# Exercise requirements
In the records below, print everything from the line containing "Query: blue sky" down to the end of the records, both ends included, reproducing each line verbatim.

** start Input for this task **

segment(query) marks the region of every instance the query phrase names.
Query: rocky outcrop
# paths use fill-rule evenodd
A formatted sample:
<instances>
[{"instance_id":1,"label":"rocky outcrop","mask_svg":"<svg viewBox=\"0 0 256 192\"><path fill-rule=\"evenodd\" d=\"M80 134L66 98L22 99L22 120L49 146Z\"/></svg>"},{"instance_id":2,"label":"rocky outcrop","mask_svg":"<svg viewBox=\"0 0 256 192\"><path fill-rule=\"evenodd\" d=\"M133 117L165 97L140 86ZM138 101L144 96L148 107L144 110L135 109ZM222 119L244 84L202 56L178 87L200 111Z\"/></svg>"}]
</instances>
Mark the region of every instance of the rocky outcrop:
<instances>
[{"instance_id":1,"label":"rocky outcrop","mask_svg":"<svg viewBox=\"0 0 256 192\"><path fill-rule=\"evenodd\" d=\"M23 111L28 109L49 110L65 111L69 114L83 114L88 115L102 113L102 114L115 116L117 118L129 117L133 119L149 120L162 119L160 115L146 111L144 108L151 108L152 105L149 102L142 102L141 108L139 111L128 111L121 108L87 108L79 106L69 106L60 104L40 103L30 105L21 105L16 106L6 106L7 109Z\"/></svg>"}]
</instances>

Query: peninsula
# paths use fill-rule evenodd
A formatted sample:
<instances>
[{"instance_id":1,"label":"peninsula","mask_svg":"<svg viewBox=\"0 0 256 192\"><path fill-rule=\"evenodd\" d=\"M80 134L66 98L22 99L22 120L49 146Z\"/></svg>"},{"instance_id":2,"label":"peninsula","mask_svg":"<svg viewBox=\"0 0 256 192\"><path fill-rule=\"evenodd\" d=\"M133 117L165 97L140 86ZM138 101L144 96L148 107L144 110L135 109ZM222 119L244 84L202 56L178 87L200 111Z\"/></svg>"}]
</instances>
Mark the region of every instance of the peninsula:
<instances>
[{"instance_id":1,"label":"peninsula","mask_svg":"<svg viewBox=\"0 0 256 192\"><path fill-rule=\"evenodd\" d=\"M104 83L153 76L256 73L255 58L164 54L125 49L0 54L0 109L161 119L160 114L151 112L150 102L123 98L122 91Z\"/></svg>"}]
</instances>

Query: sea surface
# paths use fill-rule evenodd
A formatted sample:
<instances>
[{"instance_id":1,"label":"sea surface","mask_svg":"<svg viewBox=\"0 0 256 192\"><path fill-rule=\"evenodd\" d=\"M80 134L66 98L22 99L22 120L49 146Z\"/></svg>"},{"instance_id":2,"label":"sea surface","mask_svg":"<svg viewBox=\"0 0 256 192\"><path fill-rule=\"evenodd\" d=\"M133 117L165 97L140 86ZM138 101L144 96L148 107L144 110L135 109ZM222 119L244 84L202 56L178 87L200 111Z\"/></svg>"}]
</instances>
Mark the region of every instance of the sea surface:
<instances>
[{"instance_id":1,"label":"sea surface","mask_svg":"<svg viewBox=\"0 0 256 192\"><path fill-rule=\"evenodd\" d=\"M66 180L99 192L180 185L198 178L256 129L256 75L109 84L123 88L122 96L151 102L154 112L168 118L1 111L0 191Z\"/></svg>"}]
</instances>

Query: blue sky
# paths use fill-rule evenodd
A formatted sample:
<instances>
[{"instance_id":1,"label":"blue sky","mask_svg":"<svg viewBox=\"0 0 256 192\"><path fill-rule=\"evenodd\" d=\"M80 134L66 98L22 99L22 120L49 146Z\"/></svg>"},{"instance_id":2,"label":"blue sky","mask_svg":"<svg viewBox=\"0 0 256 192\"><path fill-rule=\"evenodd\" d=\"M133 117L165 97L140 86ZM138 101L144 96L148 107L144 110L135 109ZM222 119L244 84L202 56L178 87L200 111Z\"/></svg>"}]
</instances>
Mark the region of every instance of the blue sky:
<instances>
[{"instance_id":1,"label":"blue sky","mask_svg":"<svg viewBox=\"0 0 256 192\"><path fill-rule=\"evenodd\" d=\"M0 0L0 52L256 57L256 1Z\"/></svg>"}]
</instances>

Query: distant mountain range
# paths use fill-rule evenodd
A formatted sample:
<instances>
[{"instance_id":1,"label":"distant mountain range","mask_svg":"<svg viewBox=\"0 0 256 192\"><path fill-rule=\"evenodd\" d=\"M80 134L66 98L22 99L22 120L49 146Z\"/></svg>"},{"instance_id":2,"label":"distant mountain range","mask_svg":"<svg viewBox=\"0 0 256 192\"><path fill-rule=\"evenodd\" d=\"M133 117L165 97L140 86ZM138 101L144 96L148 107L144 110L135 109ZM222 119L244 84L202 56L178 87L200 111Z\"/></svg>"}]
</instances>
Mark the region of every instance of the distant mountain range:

** end Input for this task **

# Response for this exercise
Query: blue sky
# paths use fill-rule evenodd
A formatted sample:
<instances>
[{"instance_id":1,"label":"blue sky","mask_svg":"<svg viewBox=\"0 0 256 192\"><path fill-rule=\"evenodd\" d=\"M80 134L66 98L22 99L22 120L49 146Z\"/></svg>"},{"instance_id":2,"label":"blue sky","mask_svg":"<svg viewBox=\"0 0 256 192\"><path fill-rule=\"evenodd\" d=\"M133 117L165 97L140 86ZM138 101L144 96L148 107L144 110L135 109ZM222 119L244 84L202 56L178 87L200 111Z\"/></svg>"}]
</instances>
Mark the region of every instance of the blue sky:
<instances>
[{"instance_id":1,"label":"blue sky","mask_svg":"<svg viewBox=\"0 0 256 192\"><path fill-rule=\"evenodd\" d=\"M0 0L0 52L256 57L256 1Z\"/></svg>"}]
</instances>

Query: distant mountain range
# paths use fill-rule evenodd
A formatted sample:
<instances>
[{"instance_id":1,"label":"distant mountain range","mask_svg":"<svg viewBox=\"0 0 256 192\"><path fill-rule=\"evenodd\" d=\"M80 134L66 98L22 99L22 120L49 146Z\"/></svg>"},{"instance_id":2,"label":"distant mountain range","mask_svg":"<svg viewBox=\"0 0 256 192\"><path fill-rule=\"evenodd\" d=\"M133 117L165 97L140 86ZM138 101L144 96L148 107L144 110L135 109ZM222 119L244 84L202 56L178 87L200 111Z\"/></svg>"}]
</instances>
Mark the region of every instance of the distant mountain range:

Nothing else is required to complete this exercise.